**** Excerpted text ****
Many microalgae species were used for CO₂ mitigation such as Chlorella sp. [11], Nannochloropsis sp. [12], Scenedesmus sp. [4], Chlamydomonas sp. [13] and Spirulina sp. [14]. Moreover, these species can be grown well under the natural light-dark cycle and are suitable for large scale outdoor cultivation systems [15]. Since, industrial exhaust gases containing 10.0–20.0% CO₂, these algae species are not inhibited by CO₂ with 50 ppm, but it can be inhibited by CO₂ when nitrogen oxides (NOx) is present [16]. However, few microalgae species grow well and achieve high CO₂ fixation ability such as Chlorella sp. (6240 mg L⁻¹d⁻¹) and Anabaena sp. (1450 mg.L⁻¹d⁻¹), under a relative high tolerance either for temperature or CO₂ level [17]. These species also can remove sulfur dioxides, nitrogen oxides and volatile organic compounds based on different culture or experimental conditions, such as CO₂ level, temperature, cultural medium and light intensity [18]. Therefore, they could be used to develop strategies for CO₂ emissions mitigation and it is interesting to be used as a replacement feedstock for the biofuel industry. The economic feasibility of microalgae mass culture for biofuel production greatly depends on the high biomass productivity and appreciable lipid yield [19].

Dunaliella salina is one of a few microalgae that are commercially cultured on a relatively large scale to produce (the orange/ or red pigment) β-carotene. In this study, the effect of various CO₂ (as carbon source) levels in airstream on the biomass production and lipid accumulation in D. salina cultures was investigated. Also, the quantity and characterization of resultant fatty acid methyl esters as biodiesel product was tested according to European norm EN 4214.

Alga sources

Dunaliella salina was obtained from the Culture Collection of Alga at the University of Texas (Austin, TX, USA) and maintained in Natural Research Centre (NRC) from more than ten years ago.
****
**Work item**: Retype part of the microalgae passage word for word, beginning at the words "Alga sources" and stopping after "ten years ago.".
**** Data records ****
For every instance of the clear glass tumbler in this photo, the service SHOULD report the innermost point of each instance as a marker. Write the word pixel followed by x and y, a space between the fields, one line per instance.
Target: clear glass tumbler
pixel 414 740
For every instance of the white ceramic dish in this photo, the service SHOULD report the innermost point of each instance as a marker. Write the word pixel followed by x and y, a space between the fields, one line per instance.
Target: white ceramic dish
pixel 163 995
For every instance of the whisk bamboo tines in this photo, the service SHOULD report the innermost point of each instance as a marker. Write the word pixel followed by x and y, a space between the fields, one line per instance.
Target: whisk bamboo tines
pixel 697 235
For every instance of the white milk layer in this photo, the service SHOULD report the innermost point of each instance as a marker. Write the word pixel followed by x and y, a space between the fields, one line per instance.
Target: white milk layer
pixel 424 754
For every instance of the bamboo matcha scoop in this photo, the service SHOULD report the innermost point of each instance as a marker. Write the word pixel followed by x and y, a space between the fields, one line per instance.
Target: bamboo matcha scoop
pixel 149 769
****
**Result**:
Alga sources

Dunaliella salina was obtained from the Culture Collection of Alga at the University of Texas (Austin, TX, USA) and maintained in Natural Research Centre (NRC) from more than ten years ago.